#### EXERCISE INPUT

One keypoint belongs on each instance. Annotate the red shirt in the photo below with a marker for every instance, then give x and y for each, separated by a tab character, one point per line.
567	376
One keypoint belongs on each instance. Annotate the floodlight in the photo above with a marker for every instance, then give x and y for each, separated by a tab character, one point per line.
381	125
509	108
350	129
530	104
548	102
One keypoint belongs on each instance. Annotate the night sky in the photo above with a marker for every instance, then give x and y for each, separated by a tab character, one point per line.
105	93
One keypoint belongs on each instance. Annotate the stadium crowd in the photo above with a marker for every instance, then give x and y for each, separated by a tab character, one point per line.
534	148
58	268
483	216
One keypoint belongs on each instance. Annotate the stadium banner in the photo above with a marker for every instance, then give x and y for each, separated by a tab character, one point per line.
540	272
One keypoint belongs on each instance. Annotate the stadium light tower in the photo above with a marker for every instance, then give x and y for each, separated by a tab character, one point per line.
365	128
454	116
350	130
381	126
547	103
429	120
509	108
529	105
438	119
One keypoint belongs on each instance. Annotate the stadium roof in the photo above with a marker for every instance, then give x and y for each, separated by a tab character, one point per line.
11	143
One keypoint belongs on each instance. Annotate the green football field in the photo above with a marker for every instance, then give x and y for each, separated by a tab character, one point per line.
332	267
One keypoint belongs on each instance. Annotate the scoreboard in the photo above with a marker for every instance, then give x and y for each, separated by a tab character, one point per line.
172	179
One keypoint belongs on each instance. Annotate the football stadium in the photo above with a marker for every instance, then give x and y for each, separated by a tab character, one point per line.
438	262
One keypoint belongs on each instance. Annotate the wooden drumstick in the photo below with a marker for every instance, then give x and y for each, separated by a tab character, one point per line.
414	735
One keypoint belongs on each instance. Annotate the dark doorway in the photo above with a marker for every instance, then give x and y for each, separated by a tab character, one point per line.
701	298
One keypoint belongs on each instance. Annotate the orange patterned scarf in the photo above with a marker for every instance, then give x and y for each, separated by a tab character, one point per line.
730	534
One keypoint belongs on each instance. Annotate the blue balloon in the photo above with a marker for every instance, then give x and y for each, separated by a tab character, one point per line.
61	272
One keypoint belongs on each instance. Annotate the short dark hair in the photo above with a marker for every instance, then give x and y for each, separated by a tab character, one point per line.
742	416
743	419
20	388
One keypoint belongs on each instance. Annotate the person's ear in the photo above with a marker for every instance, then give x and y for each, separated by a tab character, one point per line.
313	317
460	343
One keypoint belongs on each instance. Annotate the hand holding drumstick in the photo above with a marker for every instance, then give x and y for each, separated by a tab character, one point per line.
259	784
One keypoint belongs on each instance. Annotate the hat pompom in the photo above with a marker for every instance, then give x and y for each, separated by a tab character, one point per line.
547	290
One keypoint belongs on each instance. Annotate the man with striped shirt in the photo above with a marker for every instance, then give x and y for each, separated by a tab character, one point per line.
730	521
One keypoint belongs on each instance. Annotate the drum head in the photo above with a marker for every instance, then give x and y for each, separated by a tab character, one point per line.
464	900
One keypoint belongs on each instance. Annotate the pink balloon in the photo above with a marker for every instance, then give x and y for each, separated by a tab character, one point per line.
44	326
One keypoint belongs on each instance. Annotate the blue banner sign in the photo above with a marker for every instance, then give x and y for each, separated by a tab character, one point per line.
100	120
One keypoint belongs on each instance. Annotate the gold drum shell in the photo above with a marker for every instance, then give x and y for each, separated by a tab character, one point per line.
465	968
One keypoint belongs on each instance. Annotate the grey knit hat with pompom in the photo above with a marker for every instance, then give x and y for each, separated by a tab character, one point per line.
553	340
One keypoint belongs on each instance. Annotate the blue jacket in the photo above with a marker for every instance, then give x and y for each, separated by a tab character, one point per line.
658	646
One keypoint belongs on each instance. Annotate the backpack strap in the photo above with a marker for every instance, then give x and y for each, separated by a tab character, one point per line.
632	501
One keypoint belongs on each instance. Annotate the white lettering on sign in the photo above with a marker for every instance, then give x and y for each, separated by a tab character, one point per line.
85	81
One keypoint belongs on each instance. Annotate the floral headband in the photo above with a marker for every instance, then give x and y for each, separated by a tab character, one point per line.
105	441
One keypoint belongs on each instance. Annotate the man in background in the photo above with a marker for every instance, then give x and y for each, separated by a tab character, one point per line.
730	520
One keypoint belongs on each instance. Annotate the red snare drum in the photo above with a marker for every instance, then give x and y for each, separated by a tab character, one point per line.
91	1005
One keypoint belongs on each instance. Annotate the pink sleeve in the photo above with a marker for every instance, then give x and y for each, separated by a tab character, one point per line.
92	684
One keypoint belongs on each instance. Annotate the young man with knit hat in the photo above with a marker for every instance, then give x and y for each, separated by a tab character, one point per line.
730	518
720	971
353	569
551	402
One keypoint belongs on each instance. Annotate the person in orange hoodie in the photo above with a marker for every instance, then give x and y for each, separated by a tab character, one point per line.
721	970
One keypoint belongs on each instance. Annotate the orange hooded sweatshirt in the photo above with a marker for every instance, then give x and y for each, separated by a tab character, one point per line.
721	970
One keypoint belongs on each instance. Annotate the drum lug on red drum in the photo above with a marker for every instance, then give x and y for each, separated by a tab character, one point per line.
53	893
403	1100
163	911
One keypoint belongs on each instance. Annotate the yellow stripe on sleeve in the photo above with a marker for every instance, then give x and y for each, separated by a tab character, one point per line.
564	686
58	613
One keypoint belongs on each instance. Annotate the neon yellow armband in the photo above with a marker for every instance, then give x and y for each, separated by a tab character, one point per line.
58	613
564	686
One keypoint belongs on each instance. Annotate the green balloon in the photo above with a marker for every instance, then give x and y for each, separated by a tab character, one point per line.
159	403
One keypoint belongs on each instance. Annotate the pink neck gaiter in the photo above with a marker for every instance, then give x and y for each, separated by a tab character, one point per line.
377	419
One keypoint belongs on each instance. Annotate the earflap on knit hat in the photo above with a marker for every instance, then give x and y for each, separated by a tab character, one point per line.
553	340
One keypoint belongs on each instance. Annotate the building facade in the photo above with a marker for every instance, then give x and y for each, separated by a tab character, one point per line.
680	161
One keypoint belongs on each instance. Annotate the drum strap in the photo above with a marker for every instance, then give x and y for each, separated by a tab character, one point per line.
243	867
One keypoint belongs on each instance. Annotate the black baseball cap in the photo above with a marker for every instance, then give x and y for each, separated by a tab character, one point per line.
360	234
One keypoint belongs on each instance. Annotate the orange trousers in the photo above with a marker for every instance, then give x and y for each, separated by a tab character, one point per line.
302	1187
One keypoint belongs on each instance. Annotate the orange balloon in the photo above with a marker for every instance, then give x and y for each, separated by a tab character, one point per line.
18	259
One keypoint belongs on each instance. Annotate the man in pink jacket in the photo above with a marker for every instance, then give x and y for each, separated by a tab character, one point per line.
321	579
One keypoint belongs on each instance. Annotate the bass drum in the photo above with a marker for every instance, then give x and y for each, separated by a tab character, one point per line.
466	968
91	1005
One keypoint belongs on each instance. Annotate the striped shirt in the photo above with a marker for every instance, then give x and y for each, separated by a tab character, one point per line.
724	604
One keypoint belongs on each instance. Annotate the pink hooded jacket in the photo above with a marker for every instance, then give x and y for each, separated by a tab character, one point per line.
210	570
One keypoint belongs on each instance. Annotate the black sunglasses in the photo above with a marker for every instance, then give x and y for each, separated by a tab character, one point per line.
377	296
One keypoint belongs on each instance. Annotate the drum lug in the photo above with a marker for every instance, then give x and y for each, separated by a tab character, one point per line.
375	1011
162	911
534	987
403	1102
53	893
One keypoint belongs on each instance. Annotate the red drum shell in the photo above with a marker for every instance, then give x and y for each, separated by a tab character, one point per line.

########

● WHAT YOU NEED TO DO: From the listing above, reproduce all the lines exactly.

● EXERCISE RESULT:
One keypoint belongs on each instance. Annotate the red shirt in the photo below with a marker for every instance, then give x and y for each, separated by a tab character, one point per line.
567	376
One keypoint belongs on each instance. Annotate the floodlight in the photo above with a marker for every instance, then give x and y for each, separated by a tab character, one point per line.
381	125
509	108
350	129
530	104
548	102
One keypoint belongs on each instance. Annotate the night sky in the photo above with a marker for every instance, then give x and y for each, separated by a tab character, one point per line.
105	93
One keypoint belongs on each instance. Annotate the stadium crowd in the photo above with a marker for every instance, then give x and y for each, separated by a tab character, one point per line.
534	148
58	268
483	216
One keypoint belongs on each instance. Annotate the stadium banner in the photo above with a marker for every instance, then give x and y for each, separated by a tab character, one point per line.
540	272
One keypoint belongs on each instance. Annotate the stadium light tower in the photo above with a marker for every instance, then give x and y for each, separated by a tab character, one point per line.
365	128
454	116
350	130
381	126
547	103
429	120
509	108
529	105
438	119
One keypoint belongs on each instance. Annotate the stadium roof in the photo above with a marker for every instance, then give x and y for each, separated by a tab character, one point per line.
11	143
One keypoint belongs on each instance. Annotate the green football field in the photo above with a marker for every instance, then give x and y for each, separated by a tab character, one point per line.
332	267
One keypoint belongs on each instance. Annotate the scoreboard in the photo above with a marker for every instance, then give x and y for each, separated by a tab character, one point per line.
172	179
One keypoint belongs on each instance. Annotate the football stadium in the photo above with a marker for every instance, then give x and y for each, separated by a tab character, one point per line.
438	262
One keypoint belongs on each instance. Annotate the wooden drumstick in the photo below with a marker for every instance, then give x and y for each, separated by a tab character, one point per line.
414	735
One keypoint belongs on each instance. Annotate the dark doorway in the photo above with a marker for every instance, then give x and y for each, separated by a tab character, one point per line.
701	298
One keypoint belongs on each instance. Annotate the orange patterned scarf in the photo above with a marker for every instance, then give x and y for each, separated by a tab character, one point per line.
730	534
One keypoint belongs on each instance. Annotate the blue balloon in the photo above with a marker for every instance, then give x and y for each, separated by a tab character, one point per line.
61	272
One keypoint belongs on each instance. Annotate the short dark hair in the photo above with a marker for every instance, then give x and y for each, separated by a tab character, one point per line.
742	416
743	419
20	388
One keypoint belongs on each instance. Annotate the person's ear in the photo above with a marker for every instance, then give x and y for each, separated by a tab character, one point per line.
313	317
460	343
One keypoint belongs on each instance. Annotate the hand holding drumstick in the photo above with a marker for every instance, then give x and y for each, separated by a tab character, one point per line.
259	784
One keypoint belongs on each instance. Annotate the hat pompom in the photo above with a marker for every instance, then give x and y for each, separated by a tab character, one point per line.
547	290
One keypoint belongs on each instance. Annotate the man with striped shirt in the photo above with a marker for every instance, then give x and y for each, separated by a tab character, one point per line.
730	521
One keypoint belongs on each instance. Annotate the drum head in the photo above with a marker for every instance, then give x and y for each, separated by a tab character, one point per line.
464	900
One keypoint belongs on each instance. Annotate the pink balloon in the photo above with a marker for every instance, then give x and y for each, separated by a tab character, one point per line.
44	326
One keypoint belongs on each instance. Annotate the blue banner sign in the photo above with a marker for every instance, then give x and y for each, separated by a tab character, one point per line.
100	120
One keypoint belongs on each instance. Annotate the gold drum shell in the photo above with a marker for every instance, then give x and y for each, separated by a tab character, one point per line.
465	968
One keypoint belongs on each instance. Annotate the grey knit hat with pompom in the photo above with a marker for every instance, then give x and y for each, separated by a tab character, one point per line.
553	340
One keypoint belongs on each instance. Annotate the blue jacket in the photo above with a marker for every instance, then give x and y for each, separated by a tab character, one point per line.
658	646
One keypoint belongs on each instance. Annotate the backpack strap in the photo above with a marker for every instance, then give x and y for each, separated by a tab character, one point per line.
632	501
One keypoint belongs on each instance. Annotate the white lettering on sign in the photo above with a marker for every instance, then give x and y for each, separated by a tab character, one point per line.
85	81
One keypoint belongs on each instance. Annotate the floral headband in the photo above with a marker for every instance, then give x and y for each, separated by a tab character, one point per line.
105	441
One keypoint belongs on each instance. Annotate the man in background in the photo above with a marker for every instance, then give x and y for each, separated by a tab character, one point per line.
730	520
One keypoint belongs on each instance. Annotate the red snare drum in the photo above with a marker for every instance, then give x and y for each, separated by a tab character, one point per line.
91	1005
One keypoint belongs on each instance. Annotate the pink sleeve in the photo above with a marker for every instance, then give x and y for each, separated by a tab character, one point per line.
92	684
One keypoint belongs on each instance. Annotate the young man with knit hat in the photo above with a marker for every instance, then give x and y for each, separated by a tab character, one point per line.
730	518
720	971
353	569
551	402
One keypoint belongs on each instance. Annotate the person in orange hoodie in the photo above with a marker for every instance, then give x and y for each, separated by a tab character, one point per line.
721	970
One keypoint belongs on each instance. Annotate the orange hooded sweatshirt in the photo above with a marker for every instance, then give x and y for each, separated by a tab character, one point per line.
721	970
One keypoint belongs on each instance. Annotate the drum lug on red drum in the photo above with a marker for every instance, then give x and y for each, separated by a tab character, one point per line.
53	893
403	1100
163	911
One keypoint belongs on each instance. Annotate the yellow stripe on sleeve in the photo above with a marker for every instance, then give x and y for each, separated by a tab character, one point per line.
564	686
58	613
One keypoint belongs on each instance. Annotate the neon yellow armband in the photo above with a marker for every instance, then give x and y for each, separated by a tab character, one point per line.
58	613
564	686
One keypoint belongs on each instance. Annotate the green balloon in the photo above with a marker for every instance, then give x and y for each, separated by a tab character, one point per line.
159	403
One keypoint belongs on each instance. Annotate the pink neck gaiter in the photo above with a marker for every instance, then give x and y for each, separated by a tab character, one point per line.
377	419
One keypoint belongs on each instance. Annotate the earflap on knit hat in the photo above with a marker for every instance, then give x and y for each, separated by a tab character, one point per line.
553	340
One keypoint belongs on each instance. Annotate the building facade in the photo above with a marker for every instance, then give x and y for each, separated by a tab character, one point per line.
680	161
One keypoint belongs on each instance. Annotate the drum strap in the photo above with a marker for every instance, then give x and y for each, separated by a tab character, one point per line.
243	867
One keypoint belongs on each instance. Annotate the black baseball cap in the photo above with a marker for every instance, then give x and y for each, separated by a tab character, one point per line.
360	234
One keypoint belongs on each instance. Annotate the orange trousers in the photo above with a marker for every instance, then give x and y for each, separated by a tab character, one point per line.
302	1187
One keypoint belongs on each instance. Annotate the orange balloon in the photo above with a marker for every instance, then give x and y for each, separated by a tab character, one point per line.
18	259
One keypoint belongs on each instance. Annotate the man in pink jacket in the photo above with a marker for every instance, then give x and y for each, separated by a tab character, one point per line.
321	579
One keypoint belongs on each instance. Annotate the bass drum in the photo above with a marker for every instance, then give x and y for each, separated by a tab character, one point per line.
466	968
91	1005
One keypoint belongs on each instance. Annotate the striped shirt in the photo above with a marker for every instance, then give x and y for each, separated by a tab character, one point per line.
724	604
One keypoint belongs on each instance. Annotate the pink hooded jacket in the photo above with a marker for every instance, then give x and y for each, separated by a tab character, one point per line.
210	570
One keypoint belongs on each instance. Annotate the black sunglasses in the photo above with a marker for every instance, then give x and y for each, separated by a tab character, one point per line.
377	296
One keypoint belongs on each instance. Annotate the drum lug in the photo above with a marker for every instance, then give x and y for each, separated by a tab character, one point per line.
375	1011
162	911
534	987
403	1102
53	893
One keypoint belongs on each instance. Annotate the red drum shell in the photo above with a marker for every instance, then give x and y for each, separated by a tab character, one point per line.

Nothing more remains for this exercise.